── GIVEN RECORDS ──

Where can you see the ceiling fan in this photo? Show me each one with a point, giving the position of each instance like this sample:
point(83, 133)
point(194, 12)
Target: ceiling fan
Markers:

───

• [YOUR TASK]
Express each line of the material above as one string in a JSON list, leaving out blank lines.

• [REPLY TO THE EXERCISE]
[
  "Where can you see the ceiling fan in this photo? Show me each one with a point, giving the position of each instance like this sample:",
  "point(83, 133)",
  "point(194, 12)",
  "Target: ceiling fan",
  "Markers:"
]